## Referring expression data
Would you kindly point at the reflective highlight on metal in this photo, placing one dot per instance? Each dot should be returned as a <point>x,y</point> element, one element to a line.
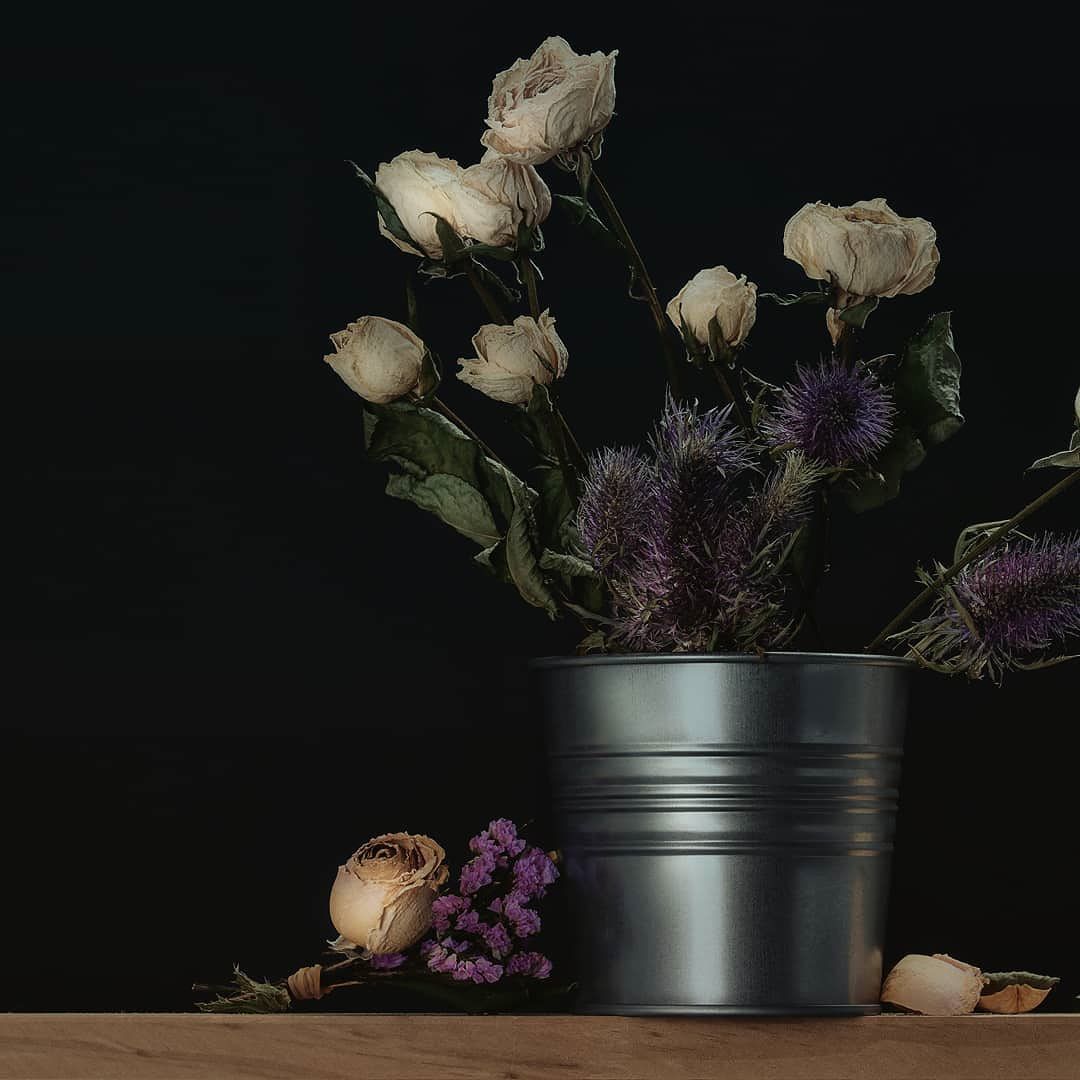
<point>727,824</point>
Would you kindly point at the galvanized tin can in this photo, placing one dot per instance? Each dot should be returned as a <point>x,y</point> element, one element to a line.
<point>727,826</point>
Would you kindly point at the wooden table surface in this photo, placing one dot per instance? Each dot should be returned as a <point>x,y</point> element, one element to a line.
<point>376,1045</point>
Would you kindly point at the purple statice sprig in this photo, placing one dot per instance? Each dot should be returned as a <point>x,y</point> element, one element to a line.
<point>834,414</point>
<point>1008,610</point>
<point>478,931</point>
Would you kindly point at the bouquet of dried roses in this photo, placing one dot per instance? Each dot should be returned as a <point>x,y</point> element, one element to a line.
<point>714,536</point>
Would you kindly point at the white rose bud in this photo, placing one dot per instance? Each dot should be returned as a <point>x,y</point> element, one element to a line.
<point>379,359</point>
<point>513,359</point>
<point>496,197</point>
<point>381,898</point>
<point>716,292</point>
<point>865,250</point>
<point>549,104</point>
<point>419,186</point>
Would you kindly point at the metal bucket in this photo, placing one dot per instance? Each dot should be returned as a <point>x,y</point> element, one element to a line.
<point>727,826</point>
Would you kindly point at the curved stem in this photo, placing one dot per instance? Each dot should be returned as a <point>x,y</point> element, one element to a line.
<point>674,379</point>
<point>529,278</point>
<point>972,554</point>
<point>490,305</point>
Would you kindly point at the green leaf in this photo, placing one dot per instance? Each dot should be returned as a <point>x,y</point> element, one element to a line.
<point>786,299</point>
<point>581,213</point>
<point>387,212</point>
<point>451,500</point>
<point>423,443</point>
<point>1064,459</point>
<point>904,453</point>
<point>567,565</point>
<point>928,383</point>
<point>858,313</point>
<point>927,391</point>
<point>524,566</point>
<point>999,980</point>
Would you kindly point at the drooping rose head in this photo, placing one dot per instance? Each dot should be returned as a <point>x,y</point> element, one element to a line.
<point>512,360</point>
<point>864,250</point>
<point>716,293</point>
<point>419,186</point>
<point>497,196</point>
<point>379,359</point>
<point>382,895</point>
<point>550,104</point>
<point>485,202</point>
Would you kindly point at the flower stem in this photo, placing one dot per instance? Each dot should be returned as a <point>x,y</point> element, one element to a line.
<point>674,379</point>
<point>529,278</point>
<point>490,305</point>
<point>972,554</point>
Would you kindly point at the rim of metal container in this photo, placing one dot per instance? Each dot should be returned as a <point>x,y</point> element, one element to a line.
<point>861,659</point>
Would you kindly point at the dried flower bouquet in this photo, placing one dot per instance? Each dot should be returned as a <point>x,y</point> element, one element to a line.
<point>713,536</point>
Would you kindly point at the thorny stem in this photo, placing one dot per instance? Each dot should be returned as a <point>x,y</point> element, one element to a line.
<point>972,554</point>
<point>674,377</point>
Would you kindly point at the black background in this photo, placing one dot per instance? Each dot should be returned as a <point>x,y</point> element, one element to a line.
<point>229,660</point>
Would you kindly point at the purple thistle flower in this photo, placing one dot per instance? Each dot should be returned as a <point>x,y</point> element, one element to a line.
<point>534,964</point>
<point>388,961</point>
<point>1003,610</point>
<point>532,873</point>
<point>615,507</point>
<point>834,414</point>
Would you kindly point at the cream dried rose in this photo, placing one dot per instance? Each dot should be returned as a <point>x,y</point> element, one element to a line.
<point>381,898</point>
<point>419,186</point>
<point>550,104</point>
<point>511,360</point>
<point>496,197</point>
<point>864,250</point>
<point>716,293</point>
<point>379,359</point>
<point>485,202</point>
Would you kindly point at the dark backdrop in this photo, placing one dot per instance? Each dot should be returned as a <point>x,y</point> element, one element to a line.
<point>229,660</point>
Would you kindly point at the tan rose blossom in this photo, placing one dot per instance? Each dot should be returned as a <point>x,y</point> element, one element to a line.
<point>864,250</point>
<point>382,895</point>
<point>716,293</point>
<point>511,360</point>
<point>379,359</point>
<point>485,202</point>
<point>550,103</point>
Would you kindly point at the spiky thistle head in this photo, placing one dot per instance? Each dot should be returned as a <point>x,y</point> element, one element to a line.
<point>1004,610</point>
<point>837,415</point>
<point>616,503</point>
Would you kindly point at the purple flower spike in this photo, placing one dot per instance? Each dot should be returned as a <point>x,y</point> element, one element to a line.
<point>834,414</point>
<point>476,873</point>
<point>534,964</point>
<point>1004,610</point>
<point>532,873</point>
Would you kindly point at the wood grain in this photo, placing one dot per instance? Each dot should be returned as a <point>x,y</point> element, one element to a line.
<point>176,1047</point>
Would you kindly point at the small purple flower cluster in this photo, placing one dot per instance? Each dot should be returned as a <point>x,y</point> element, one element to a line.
<point>477,930</point>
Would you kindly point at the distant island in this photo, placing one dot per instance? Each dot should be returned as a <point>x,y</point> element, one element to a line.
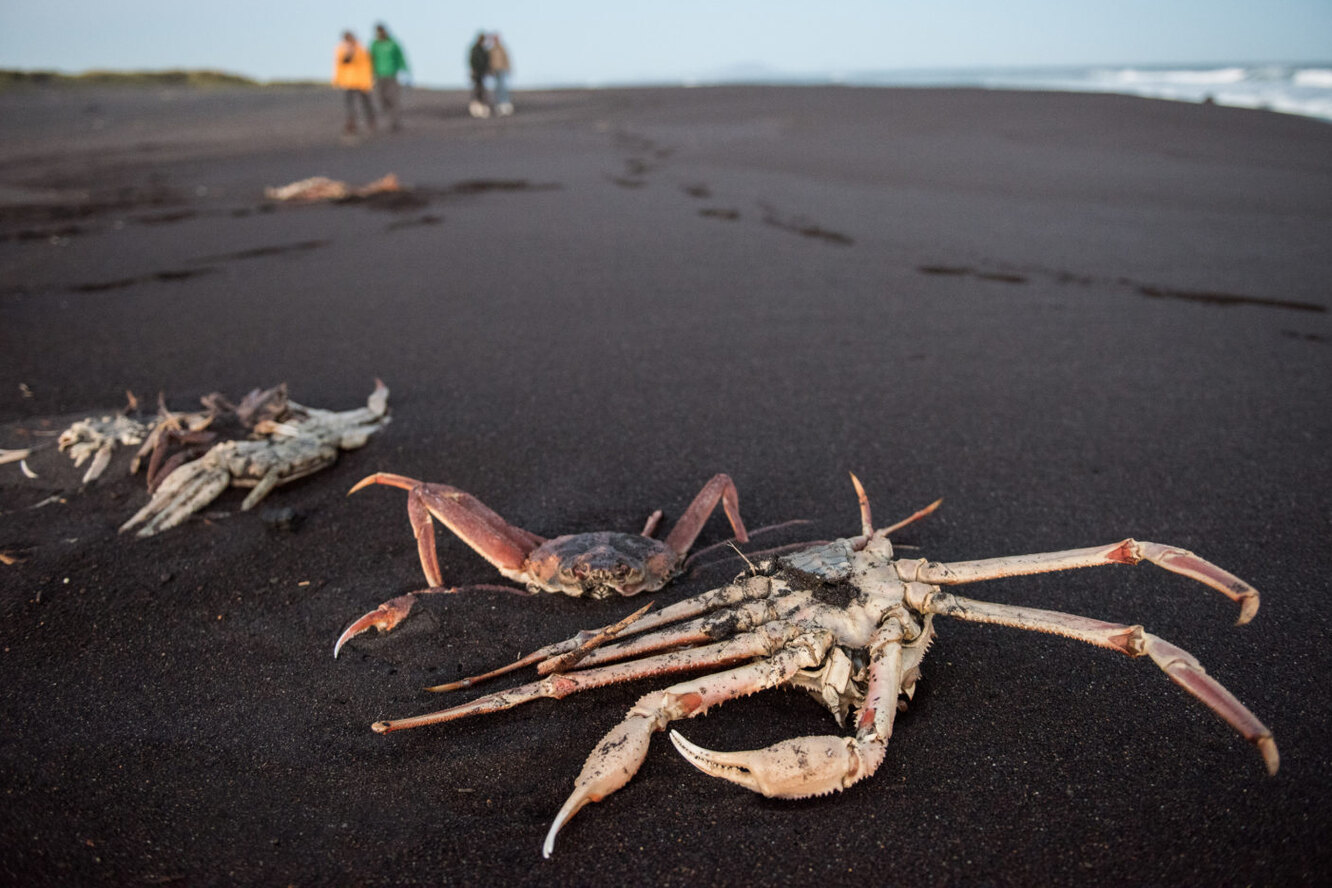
<point>171,77</point>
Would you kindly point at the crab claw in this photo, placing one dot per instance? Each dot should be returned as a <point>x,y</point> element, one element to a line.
<point>382,618</point>
<point>791,768</point>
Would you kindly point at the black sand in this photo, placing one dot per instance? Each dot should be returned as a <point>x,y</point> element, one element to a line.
<point>1074,317</point>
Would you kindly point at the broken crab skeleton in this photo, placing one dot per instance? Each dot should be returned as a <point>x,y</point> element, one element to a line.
<point>845,621</point>
<point>307,441</point>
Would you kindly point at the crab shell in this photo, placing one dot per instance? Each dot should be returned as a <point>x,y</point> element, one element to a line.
<point>601,565</point>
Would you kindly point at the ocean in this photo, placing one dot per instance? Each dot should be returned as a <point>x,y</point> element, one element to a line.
<point>1288,88</point>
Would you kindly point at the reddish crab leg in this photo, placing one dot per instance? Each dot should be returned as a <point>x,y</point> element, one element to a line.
<point>690,525</point>
<point>470,519</point>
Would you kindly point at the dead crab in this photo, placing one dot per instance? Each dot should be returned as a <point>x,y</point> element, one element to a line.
<point>596,565</point>
<point>843,621</point>
<point>304,442</point>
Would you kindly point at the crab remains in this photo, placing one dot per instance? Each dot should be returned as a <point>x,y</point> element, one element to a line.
<point>849,623</point>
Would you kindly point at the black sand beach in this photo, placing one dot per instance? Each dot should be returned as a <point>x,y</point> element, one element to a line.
<point>1076,318</point>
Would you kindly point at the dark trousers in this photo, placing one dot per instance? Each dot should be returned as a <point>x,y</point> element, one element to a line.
<point>389,93</point>
<point>352,97</point>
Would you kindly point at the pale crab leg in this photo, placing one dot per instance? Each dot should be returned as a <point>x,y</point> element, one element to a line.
<point>184,491</point>
<point>1178,663</point>
<point>751,587</point>
<point>814,766</point>
<point>741,618</point>
<point>621,752</point>
<point>690,525</point>
<point>741,647</point>
<point>1127,551</point>
<point>566,661</point>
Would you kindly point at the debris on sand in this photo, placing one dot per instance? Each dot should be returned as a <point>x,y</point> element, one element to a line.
<point>320,188</point>
<point>13,455</point>
<point>96,438</point>
<point>192,457</point>
<point>289,441</point>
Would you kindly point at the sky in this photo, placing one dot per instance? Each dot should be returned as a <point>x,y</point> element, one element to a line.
<point>609,41</point>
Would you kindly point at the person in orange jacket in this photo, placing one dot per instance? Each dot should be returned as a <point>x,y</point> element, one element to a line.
<point>354,76</point>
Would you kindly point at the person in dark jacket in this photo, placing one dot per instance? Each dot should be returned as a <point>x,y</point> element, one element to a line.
<point>478,61</point>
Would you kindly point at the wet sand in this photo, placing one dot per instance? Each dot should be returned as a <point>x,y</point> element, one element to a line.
<point>1075,317</point>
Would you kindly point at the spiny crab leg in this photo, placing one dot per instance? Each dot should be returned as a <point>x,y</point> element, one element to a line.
<point>621,752</point>
<point>741,647</point>
<point>749,589</point>
<point>564,662</point>
<point>1127,551</point>
<point>1178,663</point>
<point>738,618</point>
<point>814,766</point>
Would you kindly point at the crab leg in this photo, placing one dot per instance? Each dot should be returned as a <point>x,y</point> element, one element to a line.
<point>1178,663</point>
<point>751,587</point>
<point>718,489</point>
<point>742,618</point>
<point>393,611</point>
<point>183,493</point>
<point>560,686</point>
<point>566,661</point>
<point>817,766</point>
<point>1127,551</point>
<point>470,519</point>
<point>621,752</point>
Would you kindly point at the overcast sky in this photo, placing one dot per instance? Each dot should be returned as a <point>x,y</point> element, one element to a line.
<point>601,41</point>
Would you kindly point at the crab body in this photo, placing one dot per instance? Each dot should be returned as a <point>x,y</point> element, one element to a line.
<point>592,565</point>
<point>846,622</point>
<point>600,565</point>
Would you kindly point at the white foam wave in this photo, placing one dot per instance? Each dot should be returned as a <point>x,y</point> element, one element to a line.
<point>1183,76</point>
<point>1320,77</point>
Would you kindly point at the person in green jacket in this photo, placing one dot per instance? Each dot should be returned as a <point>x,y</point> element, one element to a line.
<point>388,61</point>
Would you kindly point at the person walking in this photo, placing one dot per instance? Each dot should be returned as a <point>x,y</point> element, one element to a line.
<point>500,69</point>
<point>388,61</point>
<point>353,75</point>
<point>478,63</point>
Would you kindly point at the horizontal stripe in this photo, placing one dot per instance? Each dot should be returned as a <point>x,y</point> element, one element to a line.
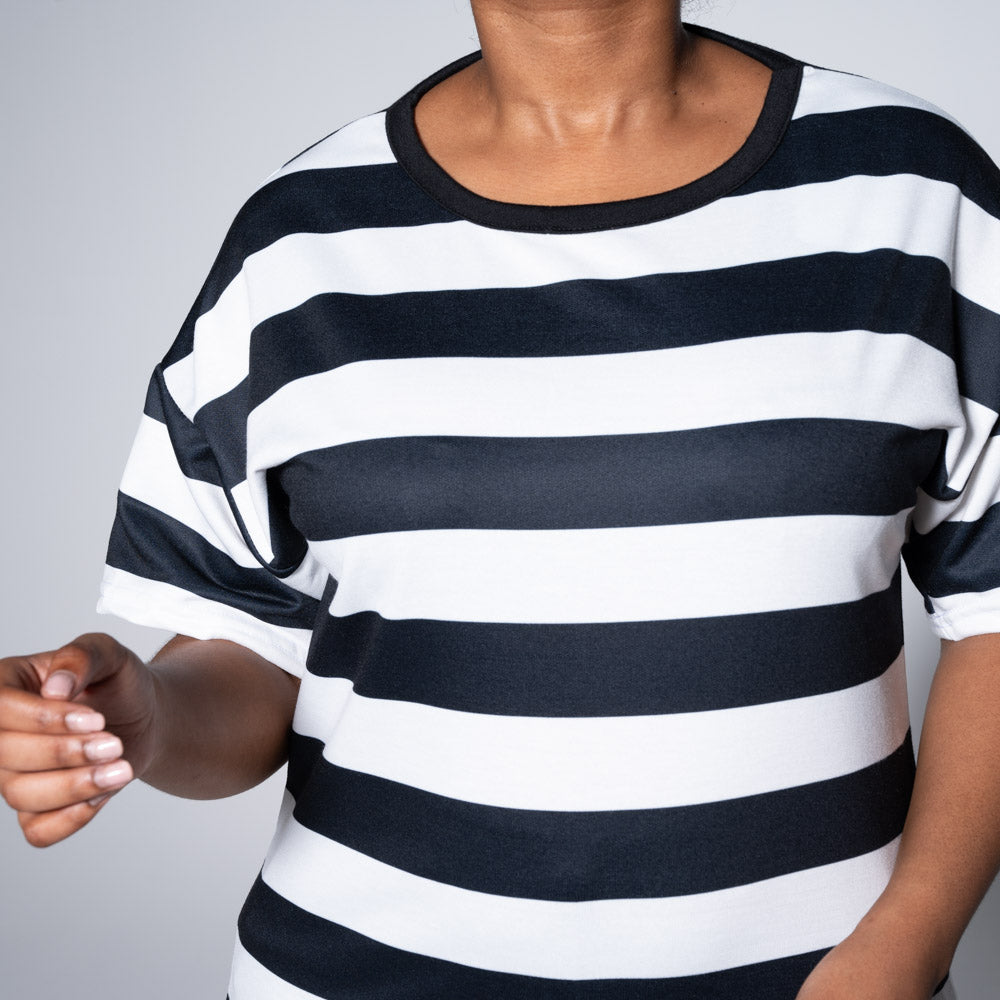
<point>798,467</point>
<point>980,492</point>
<point>249,980</point>
<point>332,961</point>
<point>153,477</point>
<point>451,255</point>
<point>613,668</point>
<point>360,142</point>
<point>162,605</point>
<point>956,557</point>
<point>601,763</point>
<point>957,616</point>
<point>605,938</point>
<point>189,443</point>
<point>602,855</point>
<point>847,375</point>
<point>148,543</point>
<point>641,313</point>
<point>615,574</point>
<point>826,91</point>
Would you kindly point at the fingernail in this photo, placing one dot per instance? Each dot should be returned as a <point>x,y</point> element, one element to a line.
<point>84,722</point>
<point>106,748</point>
<point>59,685</point>
<point>110,775</point>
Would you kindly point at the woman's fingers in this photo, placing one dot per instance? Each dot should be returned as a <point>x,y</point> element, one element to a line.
<point>43,791</point>
<point>21,751</point>
<point>31,713</point>
<point>47,828</point>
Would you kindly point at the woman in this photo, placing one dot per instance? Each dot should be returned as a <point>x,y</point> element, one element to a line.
<point>532,473</point>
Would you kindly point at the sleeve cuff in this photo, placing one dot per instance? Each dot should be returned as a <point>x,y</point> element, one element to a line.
<point>162,605</point>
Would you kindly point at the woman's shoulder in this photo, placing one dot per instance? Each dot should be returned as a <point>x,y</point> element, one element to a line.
<point>874,111</point>
<point>358,143</point>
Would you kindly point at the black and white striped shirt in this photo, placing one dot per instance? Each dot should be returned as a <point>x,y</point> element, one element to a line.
<point>582,527</point>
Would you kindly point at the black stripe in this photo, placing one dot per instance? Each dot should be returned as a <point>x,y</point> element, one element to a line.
<point>956,557</point>
<point>331,200</point>
<point>611,854</point>
<point>191,449</point>
<point>335,963</point>
<point>880,141</point>
<point>148,543</point>
<point>613,668</point>
<point>759,469</point>
<point>824,292</point>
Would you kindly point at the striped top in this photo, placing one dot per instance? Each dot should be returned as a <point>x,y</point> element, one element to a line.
<point>583,526</point>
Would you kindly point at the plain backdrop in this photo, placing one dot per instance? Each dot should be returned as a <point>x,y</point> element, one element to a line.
<point>132,132</point>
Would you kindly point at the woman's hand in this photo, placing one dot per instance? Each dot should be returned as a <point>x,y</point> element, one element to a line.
<point>75,727</point>
<point>883,959</point>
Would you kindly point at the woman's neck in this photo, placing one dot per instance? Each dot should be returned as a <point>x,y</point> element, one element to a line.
<point>573,69</point>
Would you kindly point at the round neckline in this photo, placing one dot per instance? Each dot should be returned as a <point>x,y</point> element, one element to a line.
<point>427,173</point>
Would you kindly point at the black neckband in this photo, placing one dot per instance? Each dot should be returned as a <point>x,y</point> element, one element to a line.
<point>779,104</point>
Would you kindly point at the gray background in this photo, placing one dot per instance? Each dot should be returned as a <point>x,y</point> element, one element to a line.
<point>133,131</point>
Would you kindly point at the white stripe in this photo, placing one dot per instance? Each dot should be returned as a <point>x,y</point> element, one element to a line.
<point>982,490</point>
<point>359,143</point>
<point>958,616</point>
<point>614,762</point>
<point>569,575</point>
<point>826,91</point>
<point>249,980</point>
<point>162,605</point>
<point>853,215</point>
<point>848,374</point>
<point>593,939</point>
<point>153,477</point>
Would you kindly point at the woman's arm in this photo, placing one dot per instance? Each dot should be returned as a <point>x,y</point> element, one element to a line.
<point>204,719</point>
<point>222,718</point>
<point>949,852</point>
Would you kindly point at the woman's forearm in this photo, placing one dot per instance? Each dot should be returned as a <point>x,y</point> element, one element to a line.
<point>950,847</point>
<point>222,718</point>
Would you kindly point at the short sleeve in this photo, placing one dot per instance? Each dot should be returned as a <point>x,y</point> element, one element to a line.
<point>199,544</point>
<point>952,544</point>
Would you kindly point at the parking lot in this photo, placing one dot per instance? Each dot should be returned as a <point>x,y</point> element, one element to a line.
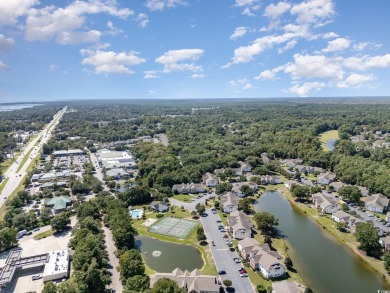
<point>223,257</point>
<point>22,281</point>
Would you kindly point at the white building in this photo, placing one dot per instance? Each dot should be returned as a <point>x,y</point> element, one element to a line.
<point>57,267</point>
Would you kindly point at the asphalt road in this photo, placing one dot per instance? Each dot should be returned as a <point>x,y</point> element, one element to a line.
<point>223,257</point>
<point>15,178</point>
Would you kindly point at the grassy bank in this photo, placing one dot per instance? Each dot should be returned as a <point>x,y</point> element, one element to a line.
<point>327,135</point>
<point>326,223</point>
<point>208,263</point>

## Instructions for the task
Set down exactly the lines that begin with the one containing "Would you kindly point at the asphalt" and end with the last line above, and no others.

## Task solution
Would you kindly point at the asphalt road in this photo, placing one dot per instance? Each dot should be returned as a <point>x,y</point> element, one element to a line.
<point>223,257</point>
<point>15,178</point>
Would you kindly point at the grassy bank in this photo, placing one dot per instance? Each dot should be returned as a <point>x,y</point> element, one element to a line.
<point>327,135</point>
<point>326,223</point>
<point>208,263</point>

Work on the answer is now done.